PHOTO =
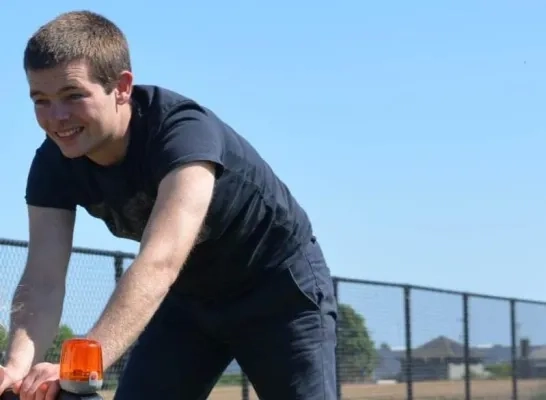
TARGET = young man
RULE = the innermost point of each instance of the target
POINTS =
(228, 266)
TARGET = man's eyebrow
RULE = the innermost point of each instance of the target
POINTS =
(62, 90)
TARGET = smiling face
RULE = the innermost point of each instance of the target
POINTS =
(78, 114)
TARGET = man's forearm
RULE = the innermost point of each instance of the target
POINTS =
(34, 322)
(136, 298)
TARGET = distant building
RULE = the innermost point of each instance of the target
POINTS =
(441, 359)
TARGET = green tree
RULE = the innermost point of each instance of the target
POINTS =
(53, 354)
(356, 354)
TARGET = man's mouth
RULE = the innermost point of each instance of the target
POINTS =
(69, 132)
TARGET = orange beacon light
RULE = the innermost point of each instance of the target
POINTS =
(81, 369)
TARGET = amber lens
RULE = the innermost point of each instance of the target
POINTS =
(81, 360)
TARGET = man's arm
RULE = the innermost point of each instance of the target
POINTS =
(182, 203)
(38, 300)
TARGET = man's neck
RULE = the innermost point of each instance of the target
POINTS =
(113, 151)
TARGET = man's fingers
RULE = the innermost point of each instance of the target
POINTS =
(40, 392)
(53, 390)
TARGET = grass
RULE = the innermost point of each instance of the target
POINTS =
(444, 390)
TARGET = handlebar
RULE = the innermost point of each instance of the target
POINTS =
(9, 395)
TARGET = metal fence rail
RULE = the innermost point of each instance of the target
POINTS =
(395, 341)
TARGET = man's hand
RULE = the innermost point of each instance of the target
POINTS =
(41, 383)
(7, 379)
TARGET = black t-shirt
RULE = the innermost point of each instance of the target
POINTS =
(254, 224)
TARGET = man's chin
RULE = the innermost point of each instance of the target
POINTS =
(73, 152)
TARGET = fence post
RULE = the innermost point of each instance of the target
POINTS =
(466, 338)
(513, 334)
(409, 355)
(118, 267)
(338, 366)
(244, 386)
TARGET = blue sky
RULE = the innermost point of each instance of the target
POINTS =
(412, 132)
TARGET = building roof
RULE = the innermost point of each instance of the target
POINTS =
(441, 347)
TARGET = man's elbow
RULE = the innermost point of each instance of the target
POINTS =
(161, 271)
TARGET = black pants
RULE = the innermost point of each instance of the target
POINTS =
(282, 334)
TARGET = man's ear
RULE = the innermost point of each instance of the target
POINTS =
(124, 88)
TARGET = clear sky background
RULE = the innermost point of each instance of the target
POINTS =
(412, 132)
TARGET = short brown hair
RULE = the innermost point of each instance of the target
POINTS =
(80, 35)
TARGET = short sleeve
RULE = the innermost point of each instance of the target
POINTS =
(48, 182)
(186, 134)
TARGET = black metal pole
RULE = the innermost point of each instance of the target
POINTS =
(118, 266)
(513, 334)
(407, 323)
(338, 366)
(466, 338)
(244, 386)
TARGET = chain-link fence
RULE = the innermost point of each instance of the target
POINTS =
(394, 341)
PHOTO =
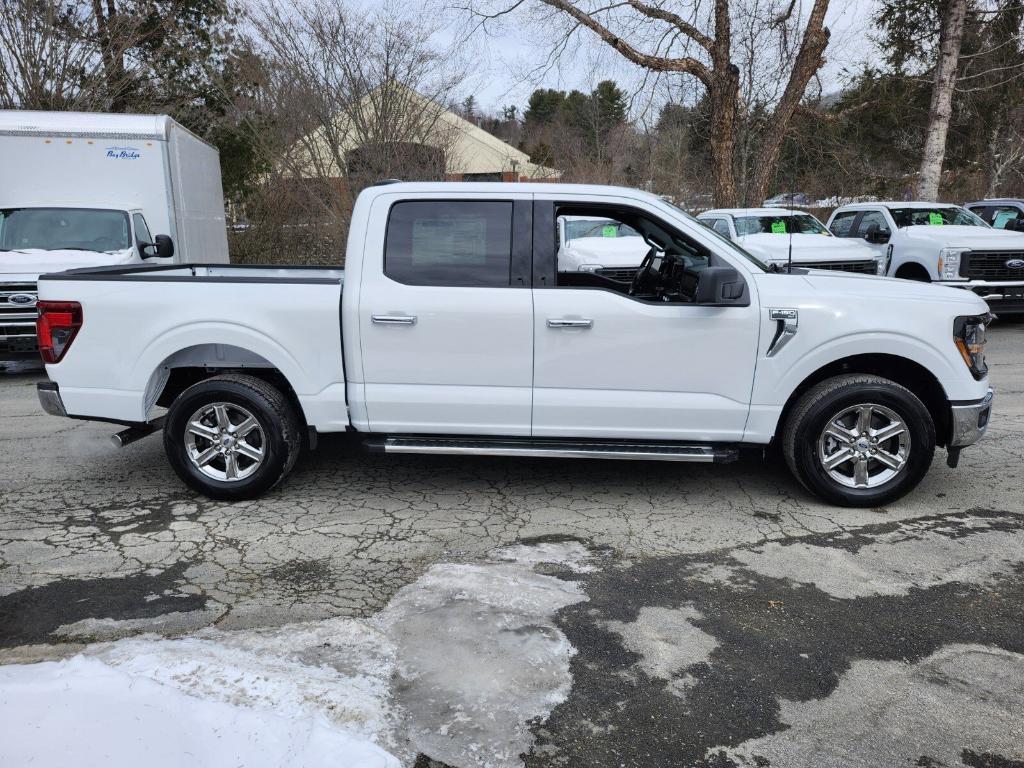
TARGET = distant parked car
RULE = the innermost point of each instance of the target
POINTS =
(941, 243)
(1001, 213)
(758, 230)
(786, 199)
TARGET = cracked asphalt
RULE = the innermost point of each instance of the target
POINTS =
(730, 619)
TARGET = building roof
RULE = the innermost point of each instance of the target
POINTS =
(468, 148)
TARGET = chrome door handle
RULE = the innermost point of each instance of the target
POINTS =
(393, 320)
(567, 323)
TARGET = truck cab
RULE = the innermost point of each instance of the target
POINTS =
(943, 244)
(779, 237)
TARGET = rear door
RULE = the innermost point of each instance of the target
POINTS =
(445, 316)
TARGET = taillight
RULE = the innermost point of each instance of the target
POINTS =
(56, 326)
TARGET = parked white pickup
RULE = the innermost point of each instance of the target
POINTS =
(940, 243)
(781, 237)
(458, 334)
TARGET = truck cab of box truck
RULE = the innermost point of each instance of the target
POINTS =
(85, 189)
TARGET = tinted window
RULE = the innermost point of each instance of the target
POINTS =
(872, 218)
(141, 230)
(450, 243)
(842, 223)
(1003, 215)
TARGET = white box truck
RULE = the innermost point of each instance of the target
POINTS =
(88, 189)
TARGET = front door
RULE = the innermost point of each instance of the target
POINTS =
(446, 340)
(650, 366)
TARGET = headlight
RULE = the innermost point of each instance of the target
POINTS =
(969, 336)
(948, 266)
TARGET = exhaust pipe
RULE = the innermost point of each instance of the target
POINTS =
(130, 435)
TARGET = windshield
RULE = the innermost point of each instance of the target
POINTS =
(801, 223)
(725, 241)
(64, 228)
(597, 228)
(937, 216)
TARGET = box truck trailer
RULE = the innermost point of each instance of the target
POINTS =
(88, 189)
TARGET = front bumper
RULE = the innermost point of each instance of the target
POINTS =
(49, 398)
(970, 420)
(1003, 297)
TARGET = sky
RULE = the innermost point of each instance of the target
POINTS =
(503, 66)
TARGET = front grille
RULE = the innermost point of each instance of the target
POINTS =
(17, 321)
(622, 273)
(991, 265)
(860, 267)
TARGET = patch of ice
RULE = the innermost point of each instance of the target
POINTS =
(479, 657)
(86, 713)
(893, 565)
(666, 639)
(885, 714)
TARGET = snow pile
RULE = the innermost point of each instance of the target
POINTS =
(85, 713)
(456, 667)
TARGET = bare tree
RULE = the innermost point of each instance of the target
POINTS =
(46, 60)
(686, 38)
(940, 112)
(344, 97)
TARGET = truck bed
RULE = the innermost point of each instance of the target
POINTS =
(140, 320)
________________________________________
* WRITTEN PROBLEM *
Your task is to write out the lines from the one with "TARGET = rear door" through the end of the records, exactly and with nothing added.

* COMPLETE ANSWER *
TARGET = rear door
RULE = the innermost point of each instance of the target
POINTS =
(445, 316)
TARGET = taillight
RULE = the innermost point of each instance of the target
POINTS =
(56, 326)
TARGET = parked white pickup
RULE = the innermost point of each instance of the target
POINTS =
(940, 243)
(781, 237)
(458, 334)
TARGET = truck cab of box truck
RULE = the innermost point of each instance of the target
POINTS =
(85, 189)
TARGET = tinted window
RULE = the innermost point of each instance of the target
POINTS =
(872, 218)
(141, 230)
(450, 243)
(842, 223)
(1003, 215)
TARGET = white box truck
RULE = the innermost point of each instance of the target
POINTS =
(88, 189)
TARGET = front door
RULE = the innermost point of each instance of the target
POINTS =
(446, 340)
(650, 366)
TARGET = headlight
RULE = the innermost point of each instance of the target
POINTS =
(969, 336)
(948, 266)
TARGET = exhaust pipe
RULE = the innermost point of each instance of the target
POINTS =
(130, 435)
TARGET = windshield
RULE = the innermost point of each instance of the target
POINTS =
(801, 223)
(725, 241)
(64, 228)
(597, 228)
(937, 216)
TARGET = box truck trailer
RULE = the innermost point of each instance of the target
POINTS =
(88, 189)
TARGET = front bumper
RULE = the innermost point of each instance of the target
POINTS =
(49, 398)
(970, 420)
(1003, 297)
TARGET = sky
RULE = the innermost point of each instance of the target
POINTS =
(503, 66)
TARGET = front grille
RULE = the innermost point of each instance of the target
POINTS =
(17, 321)
(622, 273)
(991, 265)
(860, 267)
TARGET = patch of ice
RULE = the innermost point of each instance of the target
POINTS =
(479, 657)
(86, 713)
(893, 565)
(666, 639)
(885, 714)
TARGET = snow pile
RULE = the innermost point of each instance of the target
POINTS =
(85, 713)
(456, 667)
TARGET = bare tree
RULE = the innermost point of each instance of the target
POINTS =
(46, 60)
(686, 38)
(940, 112)
(344, 97)
TARGET = truck bed
RULE = the innermost point of each instance of the target
POINTS =
(140, 320)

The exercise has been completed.